◆ Exercise prompt
From the records below, write out the lines from the one containing "Subject: the fir branch visible in the scene" through the one containing "[349,168,371,263]", inclusive, as a JSON list of strings with one string per line and any blank lines dropped.

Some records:

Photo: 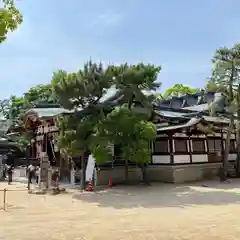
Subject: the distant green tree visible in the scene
[212,45,240,178]
[52,61,112,189]
[0,0,23,43]
[97,63,161,182]
[163,84,201,99]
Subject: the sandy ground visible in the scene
[0,181,240,240]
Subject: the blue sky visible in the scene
[0,0,240,98]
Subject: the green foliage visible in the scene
[52,61,113,161]
[24,84,57,104]
[163,84,200,99]
[52,61,161,166]
[52,61,113,109]
[92,107,156,163]
[109,63,161,108]
[0,0,23,43]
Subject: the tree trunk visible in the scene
[221,116,234,181]
[235,122,240,177]
[80,155,87,190]
[140,163,150,185]
[125,96,133,183]
[235,84,240,177]
[125,158,129,183]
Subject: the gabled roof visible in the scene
[157,118,203,132]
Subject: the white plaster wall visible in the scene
[152,155,170,163]
[174,155,190,164]
[192,154,208,163]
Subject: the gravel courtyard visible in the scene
[0,181,240,240]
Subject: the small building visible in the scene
[22,93,236,185]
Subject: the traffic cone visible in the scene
[87,180,93,192]
[108,176,112,188]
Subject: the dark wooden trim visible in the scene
[152,152,170,156]
[149,162,221,166]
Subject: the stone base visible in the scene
[94,163,222,186]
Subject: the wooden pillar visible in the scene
[220,129,224,162]
[168,132,174,164]
[188,135,192,163]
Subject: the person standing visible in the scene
[36,166,41,184]
[27,164,35,183]
[7,165,13,185]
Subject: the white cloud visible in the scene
[89,12,125,30]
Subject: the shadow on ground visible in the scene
[73,181,240,209]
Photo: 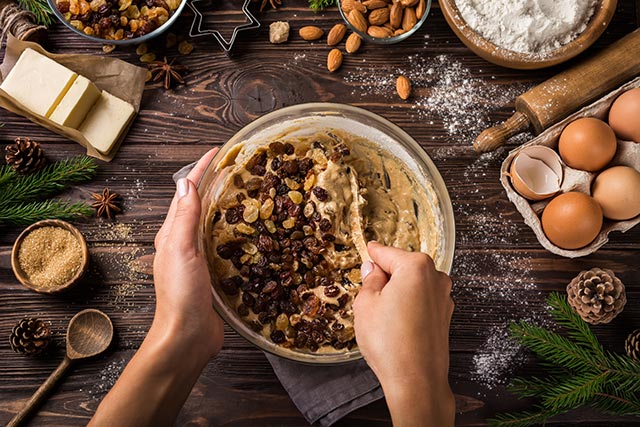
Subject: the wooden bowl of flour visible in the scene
[439,0,618,70]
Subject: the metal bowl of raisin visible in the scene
[198,103,455,364]
[47,0,186,45]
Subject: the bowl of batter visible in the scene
[198,103,455,364]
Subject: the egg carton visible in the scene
[500,77,640,258]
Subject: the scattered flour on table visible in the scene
[444,149,551,389]
[456,0,597,54]
[345,55,531,144]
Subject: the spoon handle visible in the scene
[6,356,73,427]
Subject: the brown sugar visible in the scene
[18,227,82,288]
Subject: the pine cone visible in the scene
[567,268,627,325]
[4,138,47,174]
[9,317,51,356]
[624,329,640,361]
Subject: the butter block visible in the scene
[78,91,135,155]
[49,75,100,128]
[0,49,78,117]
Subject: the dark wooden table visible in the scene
[0,0,640,426]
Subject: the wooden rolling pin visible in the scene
[473,28,640,152]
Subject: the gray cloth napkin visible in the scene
[173,162,384,427]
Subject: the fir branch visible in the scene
[543,372,608,411]
[18,0,53,26]
[547,292,605,363]
[0,200,94,226]
[309,0,336,12]
[509,321,600,371]
[488,406,566,427]
[0,165,17,188]
[489,293,640,427]
[0,156,98,206]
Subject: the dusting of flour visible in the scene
[456,0,597,54]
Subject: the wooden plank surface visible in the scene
[0,0,640,426]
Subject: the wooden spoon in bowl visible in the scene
[7,309,113,427]
[349,168,371,263]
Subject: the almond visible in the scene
[369,7,389,25]
[362,0,388,10]
[416,0,427,20]
[327,24,347,46]
[389,3,402,28]
[396,76,411,100]
[341,0,367,15]
[344,33,362,53]
[367,25,391,39]
[347,9,368,33]
[327,49,342,73]
[402,7,418,31]
[299,25,324,42]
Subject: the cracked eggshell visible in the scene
[509,145,563,200]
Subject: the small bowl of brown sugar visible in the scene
[11,219,89,294]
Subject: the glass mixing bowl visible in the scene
[198,103,455,364]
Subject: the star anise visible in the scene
[147,56,189,89]
[91,187,122,219]
[255,0,282,12]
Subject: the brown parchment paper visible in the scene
[0,35,147,162]
[500,77,640,258]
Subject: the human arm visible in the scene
[354,242,455,427]
[89,150,223,427]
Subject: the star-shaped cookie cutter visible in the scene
[187,0,260,55]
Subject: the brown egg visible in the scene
[542,191,602,249]
[609,88,640,142]
[591,166,640,221]
[558,117,617,172]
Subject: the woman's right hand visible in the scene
[354,242,455,426]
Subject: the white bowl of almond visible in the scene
[338,0,431,44]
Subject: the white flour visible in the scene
[456,0,597,54]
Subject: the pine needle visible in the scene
[0,156,98,206]
[0,200,94,226]
[18,0,53,26]
[489,293,640,427]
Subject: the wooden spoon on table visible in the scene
[7,309,113,427]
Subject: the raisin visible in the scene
[236,304,249,317]
[282,159,300,176]
[245,178,262,191]
[318,218,331,231]
[269,141,285,154]
[313,187,329,202]
[262,280,278,294]
[233,175,244,188]
[251,165,267,176]
[338,294,349,308]
[324,285,340,298]
[302,295,320,317]
[216,242,236,259]
[242,292,256,307]
[220,278,239,296]
[256,234,273,253]
[293,332,309,348]
[298,157,313,175]
[224,207,242,224]
[271,329,287,344]
[271,157,282,171]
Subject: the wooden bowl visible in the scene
[439,0,618,70]
[11,219,89,294]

◆ Final result
[
  "Subject: the fir branch visible in the scene",
  "[543,372,608,411]",
  "[18,0,53,26]",
  "[547,292,605,363]",
  "[0,200,94,226]",
  "[309,0,336,12]",
  "[509,321,600,371]",
  "[488,406,566,427]",
  "[0,165,17,188]",
  "[489,293,640,427]",
  "[0,156,98,206]",
  "Subject: the dusting of flour visible in the scene",
  "[456,0,597,54]",
  "Subject: the wooden plank surface visible in the scene",
  "[0,0,640,426]",
  "Subject: the wooden spoon in bowl visible in the scene",
  "[7,309,113,427]",
  "[349,168,371,263]"
]